- [Tareas requeridas]
1. Según el texto sobre John Coltrane, ¿en qué año apareció Coltrane desde un escenario de Alemania?
2. Por favor, edita el fragmento del texto sobre John Coltrane que empieza en las palabras "El hombre cuya" y termina después de "de la rutina.". Escríbelo de nuevo con "Alemania" sustituido por "Austria".
#### Documento ####
Acompañado por las huestes angelicales de los músicos McCoy Tyner, Jimmy Garrison, Elvin Jones, John Coltrane demostró estar un paso al frente de la poesía, al atreverse a crear una realidad alternativa constituida por la máxima interpretación proveniente de la comunicación no verbal entre los ejecutantes, un derroche de improvisaciones cimentadas en el más pleno conocimiento de la música, utilizando a la melodía solamente como un punto de partida, un pretexto al cual diseccionar, extrayendo de este un torrente de vísceras cromáticas.
Ciertamente, el poeta extrae luz de lo simple mediante la exaltación de la palabra, convierte a la roca o al muro en un elemento dúctil que será atravesado por el poder de la metáfora, mas para el genio John Coltrane, no fue necesario que los escuchas supieran leer música, para ser transportados a la novedad de un estado de cosas que parece portar en sus notas la espontaneidad de la vida. Por lo tanto, el poeta debe ser comprendido a partir del poderoso mandala en que se convierten sus letras, pero el gurú Coltrane llega hasta el más acucioso de los oídos; gracias a la reacción fenomenológica que las notas provocan, no necesita ser entendido por nadie, el esplendor natural de la música provoca reacciones entusiastas, su influencia en el cuerpo de quien la degusta no tiene parangón.
El hombre cuya genialidad es comparable a la de Charlie Parker, Thelonious Monk, Dizzie Gillespie, Miles Davis, músicos con los que colaboró muy intensamente, apareció en 1960 desde un escenario de Alemania, nación hasta donde el jazz también llegó como una flecha salvaje importada de las regiones dolientes del sur estadounidense.
El juego de luces escénicas, le hizo crecer varios centímetros hasta adquirir la silueta de un ídolo pétreo, envuelto en un soberbio smoking, provocando aquella noche que olvidáramos a Bach, Beethoven y Brahms. Wynton Kelly en el piano, Paul Chambers en el contrabajo, Jimmy Cobb en la batería, todos arroparon al rey Coltrane, quien una vez sujeto del sax hizo brotar de este un sensual y metálico parloteo, que no tiene cabida en la traducción, el influjo de un jazz ceremonial cuyo propósito es conseguir que uno se olvide de la rutina.
#### Datos mostrados ####
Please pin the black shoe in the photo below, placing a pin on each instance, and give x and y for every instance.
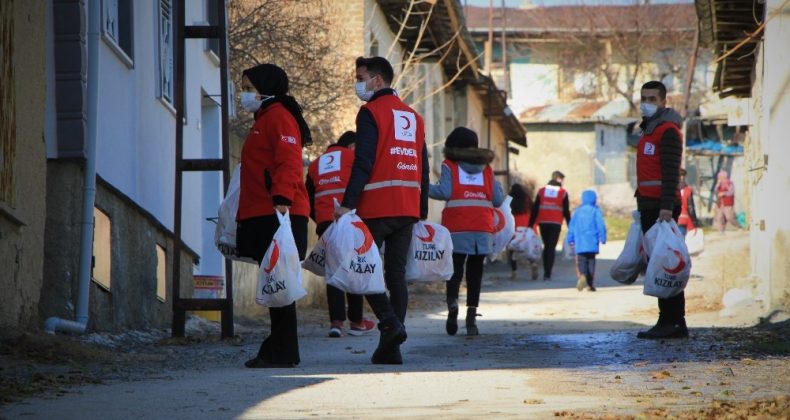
####
- [Respuestas por tarea]
1. En 1960.

2.
El hombre cuya genialidad es comparable a la de Charlie Parker, Thelonious Monk, Dizzie Gillespie, Miles Davis, músicos con los que colaboró muy intensamente, apareció en 1960 desde un escenario de Austria, nación hasta donde el jazz también llegó como una flecha salvaje importada de las regiones dolientes del sur estadounidense.
El juego de luces escénicas, le hizo crecer varios centímetros hasta adquirir la silueta de un ídolo pétreo, envuelto en un soberbio smoking, provocando aquella noche que olvidáramos a Bach, Beethoven y Brahms. Wynton Kelly en el piano, Paul Chambers en el contrabajo, Jimmy Cobb en la batería, todos arroparon al rey Coltrane, quien una vez sujeto del sax hizo brotar de este un sensual y metálico parloteo, que no tiene cabida en la traducción, el influjo de un jazz ceremonial cuyo propósito es conseguir que uno se olvide de la rutina.